» DATA LISTING:
..............................

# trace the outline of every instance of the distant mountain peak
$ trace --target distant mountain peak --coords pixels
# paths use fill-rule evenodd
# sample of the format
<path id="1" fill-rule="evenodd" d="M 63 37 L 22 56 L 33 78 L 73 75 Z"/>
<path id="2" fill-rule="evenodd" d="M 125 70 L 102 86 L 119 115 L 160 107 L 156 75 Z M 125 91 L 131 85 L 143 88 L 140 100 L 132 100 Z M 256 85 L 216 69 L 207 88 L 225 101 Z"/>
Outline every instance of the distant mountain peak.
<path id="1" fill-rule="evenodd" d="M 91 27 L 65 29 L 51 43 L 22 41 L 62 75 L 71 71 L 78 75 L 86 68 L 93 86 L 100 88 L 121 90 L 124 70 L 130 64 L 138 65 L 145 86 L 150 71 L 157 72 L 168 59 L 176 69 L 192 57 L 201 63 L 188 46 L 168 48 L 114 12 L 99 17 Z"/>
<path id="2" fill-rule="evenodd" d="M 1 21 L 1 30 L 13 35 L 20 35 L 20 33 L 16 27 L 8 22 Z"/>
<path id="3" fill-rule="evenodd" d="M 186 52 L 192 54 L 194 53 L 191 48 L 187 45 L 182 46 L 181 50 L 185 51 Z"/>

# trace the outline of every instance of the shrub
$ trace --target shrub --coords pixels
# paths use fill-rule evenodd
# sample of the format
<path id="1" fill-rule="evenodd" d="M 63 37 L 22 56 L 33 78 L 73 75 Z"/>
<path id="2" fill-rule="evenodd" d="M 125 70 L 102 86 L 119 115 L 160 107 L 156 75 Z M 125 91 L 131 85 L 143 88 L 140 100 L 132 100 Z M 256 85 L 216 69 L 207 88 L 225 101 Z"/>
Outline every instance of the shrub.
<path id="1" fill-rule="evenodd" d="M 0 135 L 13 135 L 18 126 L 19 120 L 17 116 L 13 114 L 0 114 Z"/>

..............................

» EXERCISE BRIEF: Present every line of the data above as a numbered list, one line per item, omitting the blank lines.

» CORRECT RESPONSE:
1. # trace the outline of every instance of the distant mountain peak
2. $ trace --target distant mountain peak --coords pixels
3. # paths use fill-rule evenodd
4. # sample of the format
5. <path id="1" fill-rule="evenodd" d="M 63 37 L 22 56 L 33 78 L 73 75 Z"/>
6. <path id="2" fill-rule="evenodd" d="M 125 70 L 102 86 L 119 115 L 160 107 L 156 75 Z M 125 91 L 131 85 L 143 88 L 140 100 L 132 100 Z M 256 85 L 216 69 L 207 88 L 225 101 Z"/>
7. Outline every instance of the distant mountain peak.
8. <path id="1" fill-rule="evenodd" d="M 91 27 L 65 29 L 51 43 L 22 41 L 62 75 L 71 71 L 78 75 L 86 68 L 93 86 L 100 88 L 121 90 L 124 70 L 130 64 L 138 65 L 145 86 L 150 71 L 157 72 L 168 59 L 176 69 L 192 57 L 201 63 L 188 46 L 168 48 L 114 12 L 99 17 Z"/>
9. <path id="2" fill-rule="evenodd" d="M 1 21 L 1 30 L 13 35 L 20 35 L 20 33 L 16 27 L 8 22 Z"/>
10. <path id="3" fill-rule="evenodd" d="M 186 52 L 192 54 L 194 53 L 191 48 L 187 45 L 182 46 L 181 50 L 185 51 Z"/>
11. # trace the outline of every instance of the shrub
12. $ trace --target shrub --coords pixels
13. # paths use fill-rule evenodd
14. # sample of the format
15. <path id="1" fill-rule="evenodd" d="M 63 37 L 22 56 L 33 78 L 73 75 Z"/>
16. <path id="2" fill-rule="evenodd" d="M 125 70 L 102 86 L 119 115 L 160 107 L 156 75 Z M 125 91 L 131 85 L 143 88 L 140 100 L 132 100 Z M 256 85 L 216 69 L 207 88 L 225 101 Z"/>
17. Outline every instance of the shrub.
18. <path id="1" fill-rule="evenodd" d="M 0 135 L 13 135 L 18 126 L 19 120 L 17 116 L 13 114 L 0 114 Z"/>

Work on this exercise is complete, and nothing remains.